ESERCIZIO ASSEGNATO: Aggiorna il brano del testo sull'Internazionale Comunista che parte da "Nel 1954 apparve" e termina con "con il primo.", riscrivendolo con "periodico" al posto di "giornale".

TESTO ESTRATTO:
------------------------------------
Nel 1954 apparve nel giornale  Il programma comunista una serie di articoli intitolati  Questioni storiche dell'Internazionale Comunista; questi articoli non sono più stati ripresi e non sono conosciuti. Li riproponiamo ai nostri lettori cominciando con il primo.

 

 Questioni storiche dell'Internazionale Comunista

 

I

 

Sarebbe una goffaggine religiosa dire che la  Rivoluzione d'Ottobre esaurita sul terreno storico, sopravviva nelle menti, trasformata in ideale. Come per le persone fisiche, non esiste un oltretomba degli avvenimenti, siano essi persino dell'ordine di grandiose pietre miliari nella lotta delle classi. Ma non è men vero che, se effettive cardinali posizioni politiche e sociali andarono distrutte nella sconfitta subita in Russia dal proletariato internazionale, la dottrina rivoluzionaria marxista sopravviveva sicuramente, uscendo indenne dal disastro. Abbiamo detto indenne, non abbiamo detto migliorata, completata, perfezionata. Infatti, se la gigantesca esperienza storica della Rivoluzione di Ottobre, inscindibilmente legata alla battaglia dell'Internazionale Comunista, rimane un prezioso apporto alla fondazione delle premesse delle future lotte rivoluzionarie ciò non avviene – come pretendono i revisionisti in cerca di punti «sinistrati» del marxismo da ricostruire – perché ne abbia tratto incremento la dottrina marxista, la quale non era meno compiuta e completa «prima» della Rivoluzione d'Ottobre che «dopo», ma certamente perché l'impresa rivoluzionaria del proletariato russo arrecava un' altra decisiva conferma dell'estrema falsità delle ideologie messe in circolazione dai nemici del marxismo.

La Rivoluzione, da quando è apparso (1847) il Manifesto dei Comunisti, che a sua volta era il «bilancio dell'esperienza» dello scontro tra il tramontante mondo feudale e la dominazione borghese, segue, non precede, l'elaborazione teorico-marxista: quando, per usare un'immagine romantica, la folgore rivoluzionaria scoppia, essa non «illumina» il partito comunista, ma sibbene confonde e disperde le costruzioni dottrinarie dei detrattori, dei nemici-amici del revisionismo molto peggiori che i nemici dichiarati dell'intellettualità borghese.. Se l'atto rivoluzionario venisse a dimostrare falsa anche una sola proposizione marxista, esso avverrebbe anche «contro» il marxismo. Ma l'esperienza storica sta lì a dimostrare che è vero il contrario. La rivoluzione del 1848, da Marx ed Engels vista come doppia-rivoluzione antifeudale e antiborghese, registrò in Francia la vittoria  della borghesia, dappertutto la sconfitta del proletariato, ma sicuramente confermò nel fatto una tesi centrale del marxismo e cioè che l'interclassismo della democrazia borghese è solo menzogna, l'ufficio statale essendo lo strumento della dominazione di una classe sulle altre. Di qui il caposaldo programmatico: lo Stato borghese si distrugge non si  conquista. La Comune di Parigi del 1871 provò il falso della dottrina anarchica: alla distruzione dello Stato borghese non può seguire la produzione senza Stato, ma necessariamente la dittatura del proletariato. Ultima nella serie storica, la Rivoluzione d'Ottobre, dimostrò contro il tradimento degli stalinisti che la rivoluzione proletaria non può trionfare in un solo paese.
------------------------------------
Voci di dati:
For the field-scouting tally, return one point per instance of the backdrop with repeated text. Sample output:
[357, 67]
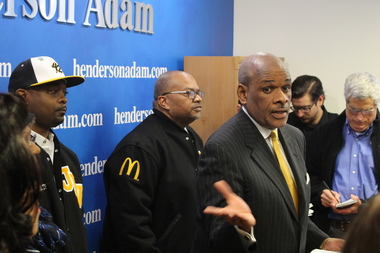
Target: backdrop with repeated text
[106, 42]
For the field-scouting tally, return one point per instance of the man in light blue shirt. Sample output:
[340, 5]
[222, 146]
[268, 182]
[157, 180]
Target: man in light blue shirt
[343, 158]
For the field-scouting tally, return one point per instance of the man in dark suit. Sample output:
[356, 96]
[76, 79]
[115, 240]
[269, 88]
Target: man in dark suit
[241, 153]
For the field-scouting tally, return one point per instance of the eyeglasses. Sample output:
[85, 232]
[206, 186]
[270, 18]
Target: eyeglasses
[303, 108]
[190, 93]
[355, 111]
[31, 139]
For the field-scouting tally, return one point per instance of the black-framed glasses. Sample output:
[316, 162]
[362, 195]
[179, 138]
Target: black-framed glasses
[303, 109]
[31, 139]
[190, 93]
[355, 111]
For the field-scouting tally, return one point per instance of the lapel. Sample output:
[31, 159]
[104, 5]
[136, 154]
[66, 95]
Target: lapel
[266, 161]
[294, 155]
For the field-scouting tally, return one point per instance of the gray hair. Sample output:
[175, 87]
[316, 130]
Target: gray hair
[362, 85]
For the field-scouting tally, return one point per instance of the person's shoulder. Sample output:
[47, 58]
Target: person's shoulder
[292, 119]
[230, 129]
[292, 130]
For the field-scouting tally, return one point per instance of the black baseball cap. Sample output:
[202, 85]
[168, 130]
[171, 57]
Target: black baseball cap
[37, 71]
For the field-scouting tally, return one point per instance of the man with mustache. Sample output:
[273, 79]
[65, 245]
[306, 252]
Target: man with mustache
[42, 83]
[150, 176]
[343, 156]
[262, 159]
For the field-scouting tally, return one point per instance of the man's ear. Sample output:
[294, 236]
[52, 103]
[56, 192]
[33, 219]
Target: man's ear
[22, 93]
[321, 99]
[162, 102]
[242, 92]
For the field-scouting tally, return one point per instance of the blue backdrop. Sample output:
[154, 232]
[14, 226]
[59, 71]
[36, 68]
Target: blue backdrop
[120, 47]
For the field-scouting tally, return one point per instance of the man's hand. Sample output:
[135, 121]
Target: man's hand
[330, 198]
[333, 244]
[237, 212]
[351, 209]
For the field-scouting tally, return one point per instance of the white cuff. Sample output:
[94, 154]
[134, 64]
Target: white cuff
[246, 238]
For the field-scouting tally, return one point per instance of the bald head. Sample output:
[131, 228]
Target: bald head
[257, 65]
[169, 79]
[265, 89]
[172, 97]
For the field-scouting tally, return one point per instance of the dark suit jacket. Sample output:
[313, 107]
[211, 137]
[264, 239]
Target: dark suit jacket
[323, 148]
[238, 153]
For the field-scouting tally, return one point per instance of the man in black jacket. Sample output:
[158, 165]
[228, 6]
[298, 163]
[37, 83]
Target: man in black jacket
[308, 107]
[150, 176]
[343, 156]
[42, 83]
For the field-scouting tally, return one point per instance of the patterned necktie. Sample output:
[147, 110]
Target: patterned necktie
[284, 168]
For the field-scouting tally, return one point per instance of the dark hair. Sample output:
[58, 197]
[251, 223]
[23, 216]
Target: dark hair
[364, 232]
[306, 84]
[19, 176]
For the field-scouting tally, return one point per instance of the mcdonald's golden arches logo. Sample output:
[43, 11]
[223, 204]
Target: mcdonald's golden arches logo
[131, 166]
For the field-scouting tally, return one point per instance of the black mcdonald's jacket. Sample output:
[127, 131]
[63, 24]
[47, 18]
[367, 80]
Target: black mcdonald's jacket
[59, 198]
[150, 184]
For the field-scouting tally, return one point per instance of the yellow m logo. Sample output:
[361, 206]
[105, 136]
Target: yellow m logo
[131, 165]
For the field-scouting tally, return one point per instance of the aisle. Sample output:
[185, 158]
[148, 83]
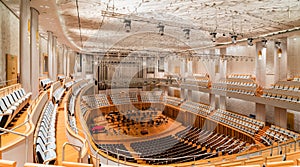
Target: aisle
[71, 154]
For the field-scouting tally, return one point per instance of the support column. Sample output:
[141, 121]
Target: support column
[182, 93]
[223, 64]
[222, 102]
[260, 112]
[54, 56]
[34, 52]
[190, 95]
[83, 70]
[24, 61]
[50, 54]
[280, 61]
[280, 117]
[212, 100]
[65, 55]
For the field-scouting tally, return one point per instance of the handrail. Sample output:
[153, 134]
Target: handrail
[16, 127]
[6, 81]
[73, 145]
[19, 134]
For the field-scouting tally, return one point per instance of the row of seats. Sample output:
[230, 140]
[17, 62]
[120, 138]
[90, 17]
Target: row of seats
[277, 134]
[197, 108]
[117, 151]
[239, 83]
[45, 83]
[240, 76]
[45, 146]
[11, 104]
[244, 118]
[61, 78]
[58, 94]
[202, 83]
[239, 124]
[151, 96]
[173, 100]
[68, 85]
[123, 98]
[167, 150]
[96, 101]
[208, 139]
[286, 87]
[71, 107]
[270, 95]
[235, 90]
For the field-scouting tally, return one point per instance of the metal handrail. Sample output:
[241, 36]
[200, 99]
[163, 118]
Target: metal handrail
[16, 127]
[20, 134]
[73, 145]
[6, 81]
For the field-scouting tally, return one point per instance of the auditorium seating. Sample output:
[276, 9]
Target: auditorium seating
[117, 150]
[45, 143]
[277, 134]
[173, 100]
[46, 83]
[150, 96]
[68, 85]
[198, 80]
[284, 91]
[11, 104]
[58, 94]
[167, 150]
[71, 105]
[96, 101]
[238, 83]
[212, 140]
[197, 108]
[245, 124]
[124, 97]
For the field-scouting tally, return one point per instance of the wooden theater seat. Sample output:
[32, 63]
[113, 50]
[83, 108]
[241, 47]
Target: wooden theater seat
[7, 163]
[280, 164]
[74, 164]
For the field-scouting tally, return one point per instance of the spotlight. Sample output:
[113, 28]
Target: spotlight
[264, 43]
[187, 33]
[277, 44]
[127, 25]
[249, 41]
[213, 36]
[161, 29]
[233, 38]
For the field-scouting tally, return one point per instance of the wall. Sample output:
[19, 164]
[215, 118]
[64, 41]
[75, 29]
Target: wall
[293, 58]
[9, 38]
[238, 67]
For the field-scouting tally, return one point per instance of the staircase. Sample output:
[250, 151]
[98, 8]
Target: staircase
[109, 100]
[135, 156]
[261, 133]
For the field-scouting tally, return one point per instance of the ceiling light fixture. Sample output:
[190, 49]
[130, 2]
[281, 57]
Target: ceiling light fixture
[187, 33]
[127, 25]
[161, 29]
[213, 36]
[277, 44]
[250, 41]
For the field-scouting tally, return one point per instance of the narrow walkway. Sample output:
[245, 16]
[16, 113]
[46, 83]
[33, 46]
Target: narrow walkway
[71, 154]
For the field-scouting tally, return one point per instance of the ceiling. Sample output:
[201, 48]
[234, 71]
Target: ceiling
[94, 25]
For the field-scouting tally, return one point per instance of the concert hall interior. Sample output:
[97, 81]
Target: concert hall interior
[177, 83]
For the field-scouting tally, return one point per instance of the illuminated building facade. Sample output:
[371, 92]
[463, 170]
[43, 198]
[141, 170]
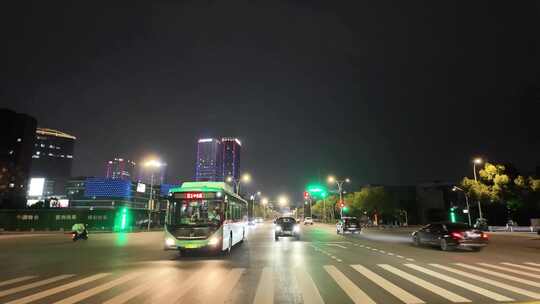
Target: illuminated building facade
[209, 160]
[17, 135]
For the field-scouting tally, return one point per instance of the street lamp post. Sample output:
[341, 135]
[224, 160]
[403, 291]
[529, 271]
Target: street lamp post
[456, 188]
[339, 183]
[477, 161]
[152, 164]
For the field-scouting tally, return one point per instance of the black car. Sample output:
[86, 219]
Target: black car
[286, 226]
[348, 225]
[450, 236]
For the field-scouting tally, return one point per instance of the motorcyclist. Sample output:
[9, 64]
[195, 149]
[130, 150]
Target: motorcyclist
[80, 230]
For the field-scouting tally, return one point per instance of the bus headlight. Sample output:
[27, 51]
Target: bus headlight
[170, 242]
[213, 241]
------------------------------------
ESERCIZIO SVOLTO:
Nel 1954 apparve nel periodico  Il programma comunista una serie di articoli intitolati  Questioni storiche dell'Internazionale Comunista; questi articoli non sono più stati ripresi e non sono conosciuti. Li riproponiamo ai nostri lettori cominciando con il primo.